**Tarefas a realizar**
**1.** Responda com base no trecho sobre a usura:
(a) Que grupo podia mexer no dinheiro?
(b) O que acontecia com a dívida quando os usurários eram mortos?
(c) Em que cidade ficava o antigo banco que o autor do trecho estava visitando?
**2.** Traduza para o inglês esta frase do trecho sobre a usura: "Com isso, o empréstimo a juros passou a ser uma atividade perfeitamente tolerável."

**Trecho fornecido**

◇ ◇ ◇ ◇ ◇ ◇ ◇

Havia, no entanto, um grupo que podia mexer no dinheiro, o dos judeus. Os judeus se tornaram, então, "movimentadores" do dinheiro, os usurários. Isso era uma coisa extremamente conveniente para o sistema feudal, porque o senhor feudal pedia dinheiro emprestado, o usurário emprestava e cobrava juros, porque havia um risco grande, não só do dinheiro, o risco de sua própria cabeça. Porque quando o senhor feudal não podia pagar o empréstimo, tudo o que ele fazia era desencadear um massacre de judeus, em que os usurários eram mortos e a dívida automaticamente se extinguia. O que havia era uma verdadeira queima de arquivo, porque o arquivo estava na cabeça do usurário.

Essa situação persistiu até o final da Idade Moderna, quando, de repente, surgem os bancos, o que muda completamente o critério do empréstimo a juros, que passa a ser uma atividade nobre. Os bancos - casualmente eu estava visitando um antigo banco em Porto Alegre - eram estabelecimentos gigantescos, imponentes, luxuosos, verdadeiros templos do dinheiro. Não era mais aquele usurário de nariz adunco, com os dedos em garra. Agora, era gente fina cuidando do dinheiro. Com isso, o empréstimo a juros passou a ser uma atividade perfeitamente tolerável. Qualquer um de nós vai hoje ao banco e tira dinheiro, mas nenhum de nós pensa em desencadear um massacre das pessoas que estão lá, mesmo porque aquelas pessoas são funcionários, não têm muito a ver com isso.

◇ ◇ ◇ ◇ ◇ ◇ ◇

**Registros listados**
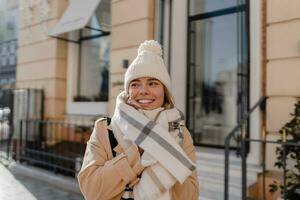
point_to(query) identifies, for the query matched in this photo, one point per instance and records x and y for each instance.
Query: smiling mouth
(145, 101)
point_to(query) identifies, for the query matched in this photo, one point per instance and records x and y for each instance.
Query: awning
(78, 16)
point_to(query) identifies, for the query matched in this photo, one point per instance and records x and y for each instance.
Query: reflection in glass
(203, 6)
(213, 72)
(94, 72)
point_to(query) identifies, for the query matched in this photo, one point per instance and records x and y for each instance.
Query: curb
(59, 181)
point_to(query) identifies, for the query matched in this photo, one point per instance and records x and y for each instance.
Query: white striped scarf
(131, 126)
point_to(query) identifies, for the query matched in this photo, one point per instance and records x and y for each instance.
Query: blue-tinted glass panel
(203, 6)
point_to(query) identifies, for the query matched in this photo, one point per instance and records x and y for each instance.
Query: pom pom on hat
(148, 63)
(150, 46)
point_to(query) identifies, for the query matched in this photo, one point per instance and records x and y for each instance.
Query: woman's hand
(141, 151)
(133, 103)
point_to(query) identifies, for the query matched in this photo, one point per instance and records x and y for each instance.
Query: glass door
(218, 72)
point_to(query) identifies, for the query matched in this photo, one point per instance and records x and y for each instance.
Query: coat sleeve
(103, 178)
(190, 187)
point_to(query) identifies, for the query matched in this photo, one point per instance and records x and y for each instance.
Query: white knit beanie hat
(148, 63)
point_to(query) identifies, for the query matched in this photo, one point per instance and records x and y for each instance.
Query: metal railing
(52, 145)
(244, 142)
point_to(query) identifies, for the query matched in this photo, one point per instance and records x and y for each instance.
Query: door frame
(245, 65)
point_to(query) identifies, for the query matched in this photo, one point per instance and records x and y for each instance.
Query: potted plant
(291, 131)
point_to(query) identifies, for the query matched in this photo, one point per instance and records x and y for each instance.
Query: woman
(154, 157)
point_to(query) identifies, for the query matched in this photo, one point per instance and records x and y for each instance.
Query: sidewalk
(16, 186)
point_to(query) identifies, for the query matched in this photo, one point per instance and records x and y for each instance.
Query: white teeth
(145, 101)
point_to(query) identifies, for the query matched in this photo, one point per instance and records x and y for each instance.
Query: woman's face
(148, 93)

◇ ◇ ◇ ◇ ◇ ◇ ◇

**Resultados esperados**
**1.**
(a) Os judeus.
(b) A dívida se extinguia automaticamente.
(c) Em Porto Alegre.

**2.** As a result, lending at interest became a perfectly tolerable activity.